• _問題文 1_
下に示す行から、「right」という語を含む行だけを抜き出し、すべて書き写してください。

• _本文抜粋_
.....
2021年 本屋大賞ノミネート!恋愛、仕事、家族のこと。全部がんばるなんて、無理! 読者から圧倒的な支持を集めた傑作長編
母の看病のため実家に戻ってきた32歳の都。アウトレットモールのアパレルで契約社員として働きながら、寿司職人の貫一と付き合いはじめるが、彼との結婚は見えない。職場は頼りない店長、上司のセクハラと問題だらけ。母の具合は一進一退。正社員になるべき? ぐるぐると思い悩む都がたどりついた答えは - 。揺れる心を優しく包み、あたたかな共感で満たす傑作長編。(新潮文庫)
はじめて貫一と飲みに行った日、都は今置かれている自分の状況についてのあれやこれやを、酔いに任せてぶちまけたのでした。知り合って間もない人に何を言っているんだろうと思いながらも、都の口は止まりません。
母の更年期障害は思った以上に重症で、父に言われて実家に戻り、家事を手伝いながら母の面倒を見ていること。そのため (多少なりとも時間の融通が利くので) 今はモールで契約社員として働いていること。家事をやりつつ、家族の体調も見つつ、仕事も全開で頑張るなどという、そんな器用なことはできそうもないと、自分の現状に不平や不満が溜まり、今にも爆発しそうだと・・・・・・・。
.....
• _問題文 2_
上の本文のうち、「2021年 本屋大賞ノミネート!恋愛、仕事、家族のこと。全部がんばるなんて、無理! 読者から圧倒的な支持を集めた傑作長編」から「らも、都の口は止まりません。」までの部分を一字も変えずに引用してください。
.....
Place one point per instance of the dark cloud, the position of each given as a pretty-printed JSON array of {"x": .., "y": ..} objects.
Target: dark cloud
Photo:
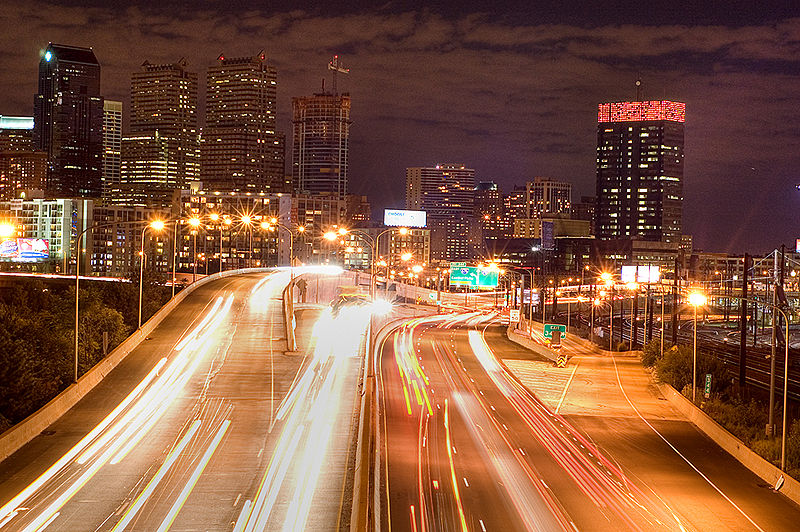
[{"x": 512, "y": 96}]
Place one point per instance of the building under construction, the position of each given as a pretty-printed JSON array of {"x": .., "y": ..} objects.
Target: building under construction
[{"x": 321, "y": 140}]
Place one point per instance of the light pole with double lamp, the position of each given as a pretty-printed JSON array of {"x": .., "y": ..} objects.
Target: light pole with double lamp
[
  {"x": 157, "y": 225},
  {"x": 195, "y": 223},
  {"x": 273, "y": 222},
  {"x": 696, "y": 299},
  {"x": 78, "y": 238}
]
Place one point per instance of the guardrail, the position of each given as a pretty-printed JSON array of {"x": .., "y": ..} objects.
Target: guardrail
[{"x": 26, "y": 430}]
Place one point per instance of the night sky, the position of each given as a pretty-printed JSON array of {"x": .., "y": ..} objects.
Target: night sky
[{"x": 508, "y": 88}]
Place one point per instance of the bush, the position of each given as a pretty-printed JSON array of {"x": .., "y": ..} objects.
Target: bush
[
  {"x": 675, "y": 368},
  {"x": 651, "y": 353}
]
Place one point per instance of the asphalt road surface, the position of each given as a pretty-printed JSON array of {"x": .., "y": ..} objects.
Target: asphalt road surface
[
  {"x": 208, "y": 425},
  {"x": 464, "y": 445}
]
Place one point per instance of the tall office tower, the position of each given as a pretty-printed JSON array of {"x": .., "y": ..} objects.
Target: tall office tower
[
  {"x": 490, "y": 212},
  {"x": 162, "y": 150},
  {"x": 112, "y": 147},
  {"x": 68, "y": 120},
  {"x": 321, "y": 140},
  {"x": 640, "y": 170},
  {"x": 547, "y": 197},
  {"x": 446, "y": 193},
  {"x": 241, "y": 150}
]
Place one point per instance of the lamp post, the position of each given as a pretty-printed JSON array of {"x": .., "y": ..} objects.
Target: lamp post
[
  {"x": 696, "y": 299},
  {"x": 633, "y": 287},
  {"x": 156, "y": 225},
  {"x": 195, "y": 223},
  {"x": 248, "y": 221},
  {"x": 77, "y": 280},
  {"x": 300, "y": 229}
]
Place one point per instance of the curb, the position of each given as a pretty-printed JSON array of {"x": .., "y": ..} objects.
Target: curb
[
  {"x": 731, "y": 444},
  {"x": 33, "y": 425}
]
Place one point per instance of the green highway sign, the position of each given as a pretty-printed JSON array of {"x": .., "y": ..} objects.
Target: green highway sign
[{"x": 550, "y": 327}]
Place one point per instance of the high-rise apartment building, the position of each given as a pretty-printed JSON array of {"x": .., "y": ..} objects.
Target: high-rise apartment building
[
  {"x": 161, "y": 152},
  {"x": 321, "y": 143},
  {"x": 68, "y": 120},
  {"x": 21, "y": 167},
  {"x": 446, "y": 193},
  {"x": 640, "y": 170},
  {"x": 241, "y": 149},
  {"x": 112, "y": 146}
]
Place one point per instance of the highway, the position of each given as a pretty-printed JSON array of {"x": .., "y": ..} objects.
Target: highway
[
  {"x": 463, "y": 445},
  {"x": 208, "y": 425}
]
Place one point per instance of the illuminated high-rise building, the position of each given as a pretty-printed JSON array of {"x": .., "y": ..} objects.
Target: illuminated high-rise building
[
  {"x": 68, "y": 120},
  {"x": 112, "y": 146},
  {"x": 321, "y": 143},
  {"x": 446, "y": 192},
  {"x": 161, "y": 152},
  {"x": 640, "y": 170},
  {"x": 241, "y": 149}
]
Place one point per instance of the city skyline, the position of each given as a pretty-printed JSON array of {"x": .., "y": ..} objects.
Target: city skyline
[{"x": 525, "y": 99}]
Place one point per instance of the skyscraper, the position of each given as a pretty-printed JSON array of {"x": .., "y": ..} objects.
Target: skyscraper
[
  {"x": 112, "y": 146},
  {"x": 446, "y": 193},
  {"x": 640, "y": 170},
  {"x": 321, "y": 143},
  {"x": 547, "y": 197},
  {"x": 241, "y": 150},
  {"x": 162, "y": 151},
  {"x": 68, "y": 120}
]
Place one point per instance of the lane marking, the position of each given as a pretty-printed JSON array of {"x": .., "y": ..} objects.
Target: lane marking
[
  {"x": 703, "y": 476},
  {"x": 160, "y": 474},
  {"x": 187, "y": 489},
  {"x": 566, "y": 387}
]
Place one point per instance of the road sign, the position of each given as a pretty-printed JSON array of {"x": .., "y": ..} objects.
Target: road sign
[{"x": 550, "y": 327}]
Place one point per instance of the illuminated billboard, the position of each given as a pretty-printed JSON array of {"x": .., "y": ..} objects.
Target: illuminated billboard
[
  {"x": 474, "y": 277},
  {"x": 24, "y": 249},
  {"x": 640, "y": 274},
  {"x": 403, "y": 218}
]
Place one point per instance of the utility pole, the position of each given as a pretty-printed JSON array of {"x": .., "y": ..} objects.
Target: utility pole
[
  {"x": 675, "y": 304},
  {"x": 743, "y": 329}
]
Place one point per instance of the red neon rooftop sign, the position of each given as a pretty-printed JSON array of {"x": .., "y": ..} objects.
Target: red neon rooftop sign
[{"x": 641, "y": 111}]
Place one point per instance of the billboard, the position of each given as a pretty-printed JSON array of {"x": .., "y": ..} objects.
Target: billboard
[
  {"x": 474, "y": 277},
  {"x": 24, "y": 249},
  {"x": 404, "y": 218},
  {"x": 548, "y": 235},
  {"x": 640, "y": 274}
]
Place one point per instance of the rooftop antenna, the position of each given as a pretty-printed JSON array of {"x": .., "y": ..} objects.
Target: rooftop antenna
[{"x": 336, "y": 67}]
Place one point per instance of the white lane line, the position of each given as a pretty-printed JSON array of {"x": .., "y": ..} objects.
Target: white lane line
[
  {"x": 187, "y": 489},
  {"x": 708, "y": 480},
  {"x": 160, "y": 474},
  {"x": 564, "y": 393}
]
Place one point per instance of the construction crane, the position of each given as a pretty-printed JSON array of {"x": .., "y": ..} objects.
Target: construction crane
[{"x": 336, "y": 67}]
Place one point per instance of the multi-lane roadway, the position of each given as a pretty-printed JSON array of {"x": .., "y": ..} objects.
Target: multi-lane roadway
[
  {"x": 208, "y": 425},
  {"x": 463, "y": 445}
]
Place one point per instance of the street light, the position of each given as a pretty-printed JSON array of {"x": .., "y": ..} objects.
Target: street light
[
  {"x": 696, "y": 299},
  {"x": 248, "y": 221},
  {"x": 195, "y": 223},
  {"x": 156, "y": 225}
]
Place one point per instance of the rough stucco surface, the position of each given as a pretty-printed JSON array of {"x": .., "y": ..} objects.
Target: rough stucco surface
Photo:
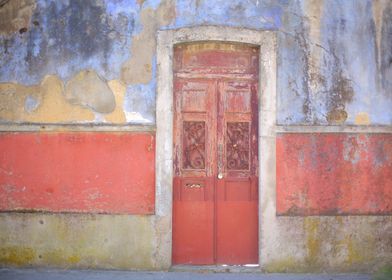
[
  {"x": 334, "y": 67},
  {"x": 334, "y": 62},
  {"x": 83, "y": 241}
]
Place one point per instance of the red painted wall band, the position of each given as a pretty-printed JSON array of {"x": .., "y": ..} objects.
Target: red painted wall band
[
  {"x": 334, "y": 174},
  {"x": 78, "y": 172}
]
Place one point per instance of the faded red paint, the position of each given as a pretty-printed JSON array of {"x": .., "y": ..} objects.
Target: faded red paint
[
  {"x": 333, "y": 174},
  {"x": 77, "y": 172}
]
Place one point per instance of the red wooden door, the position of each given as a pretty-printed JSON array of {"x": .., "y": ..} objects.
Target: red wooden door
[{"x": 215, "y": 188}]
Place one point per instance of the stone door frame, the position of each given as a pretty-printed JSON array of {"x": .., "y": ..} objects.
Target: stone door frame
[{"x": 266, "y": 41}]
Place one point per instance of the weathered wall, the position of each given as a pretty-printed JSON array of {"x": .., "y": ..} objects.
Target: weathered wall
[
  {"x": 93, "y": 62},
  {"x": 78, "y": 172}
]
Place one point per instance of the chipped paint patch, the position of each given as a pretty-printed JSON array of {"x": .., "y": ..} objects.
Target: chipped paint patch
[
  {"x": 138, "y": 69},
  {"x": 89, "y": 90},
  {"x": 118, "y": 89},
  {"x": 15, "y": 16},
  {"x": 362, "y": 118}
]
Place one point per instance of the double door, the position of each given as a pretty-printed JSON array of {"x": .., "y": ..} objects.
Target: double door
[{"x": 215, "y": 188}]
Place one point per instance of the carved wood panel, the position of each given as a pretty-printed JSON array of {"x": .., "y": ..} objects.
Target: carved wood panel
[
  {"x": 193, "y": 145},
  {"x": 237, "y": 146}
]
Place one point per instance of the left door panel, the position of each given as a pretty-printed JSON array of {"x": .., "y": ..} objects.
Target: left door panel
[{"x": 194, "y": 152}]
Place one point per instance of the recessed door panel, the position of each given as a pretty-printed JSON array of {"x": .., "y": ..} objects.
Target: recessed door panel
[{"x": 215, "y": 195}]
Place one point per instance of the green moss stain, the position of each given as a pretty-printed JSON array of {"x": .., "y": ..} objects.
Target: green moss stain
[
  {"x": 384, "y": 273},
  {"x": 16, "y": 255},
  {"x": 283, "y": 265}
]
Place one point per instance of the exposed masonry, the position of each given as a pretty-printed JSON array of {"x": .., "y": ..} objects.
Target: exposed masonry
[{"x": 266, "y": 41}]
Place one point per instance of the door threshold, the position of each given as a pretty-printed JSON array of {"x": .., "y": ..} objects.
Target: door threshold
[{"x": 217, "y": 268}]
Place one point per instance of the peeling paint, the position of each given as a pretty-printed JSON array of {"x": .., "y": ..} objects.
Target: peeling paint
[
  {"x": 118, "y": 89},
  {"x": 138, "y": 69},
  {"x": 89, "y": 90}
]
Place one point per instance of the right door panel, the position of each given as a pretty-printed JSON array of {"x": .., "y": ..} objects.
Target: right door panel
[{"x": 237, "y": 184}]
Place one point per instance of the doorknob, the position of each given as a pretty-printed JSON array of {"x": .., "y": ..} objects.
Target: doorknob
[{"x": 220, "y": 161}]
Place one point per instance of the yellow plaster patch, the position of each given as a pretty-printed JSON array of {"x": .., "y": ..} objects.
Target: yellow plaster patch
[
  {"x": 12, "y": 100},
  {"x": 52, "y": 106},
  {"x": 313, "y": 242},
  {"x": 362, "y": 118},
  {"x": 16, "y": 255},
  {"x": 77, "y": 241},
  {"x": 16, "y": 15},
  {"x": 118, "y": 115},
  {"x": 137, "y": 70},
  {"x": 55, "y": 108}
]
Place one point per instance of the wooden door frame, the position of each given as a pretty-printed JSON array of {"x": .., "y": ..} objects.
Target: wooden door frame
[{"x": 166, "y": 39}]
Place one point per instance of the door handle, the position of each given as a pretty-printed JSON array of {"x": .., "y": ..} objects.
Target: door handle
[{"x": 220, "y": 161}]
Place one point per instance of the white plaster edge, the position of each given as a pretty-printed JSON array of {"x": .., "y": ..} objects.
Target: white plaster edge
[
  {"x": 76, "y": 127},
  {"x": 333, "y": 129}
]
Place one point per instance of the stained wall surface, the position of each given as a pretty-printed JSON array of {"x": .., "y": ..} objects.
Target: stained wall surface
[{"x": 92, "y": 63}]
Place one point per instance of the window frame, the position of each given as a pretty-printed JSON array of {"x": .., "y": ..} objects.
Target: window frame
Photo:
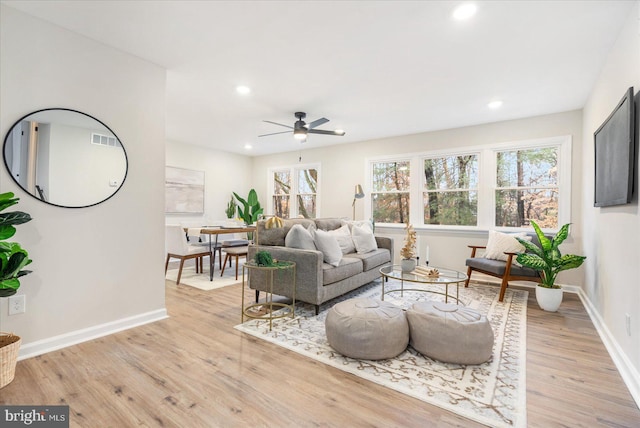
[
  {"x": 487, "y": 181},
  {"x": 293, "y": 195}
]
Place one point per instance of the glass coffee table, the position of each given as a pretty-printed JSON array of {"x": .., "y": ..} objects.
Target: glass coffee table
.....
• _完全な解答 1_
Place one point per instance of the right door panel, the position of each given as a pretty-printed JSON array of {"x": .., "y": ..} objects.
Target: right door panel

• _完全な解答 2_
2021年 本屋大賞ノミネート!恋愛、仕事、家族のこと。全部がんばるなんて、無理! 読者から圧倒的な支持を集めた傑作長編
母の看病のため実家に戻ってきた32歳の都。アウトレットモールのアパレルで契約社員として働きながら、寿司職人の貫一と付き合いはじめるが、彼との結婚は見えない。職場は頼りない店長、上司のセクハラと問題だらけ。母の具合は一進一退。正社員になるべき? ぐるぐると思い悩む都がたどりついた答えは - 。揺れる心を優しく包み、あたたかな共感で満たす傑作長編。(新潮文庫)
はじめて貫一と飲みに行った日、都は今置かれている自分の状況についてのあれやこれやを、酔いに任せてぶちまけたのでした。知り合って間もない人に何を言っているんだろうと思いながらも、都の口は止まりません。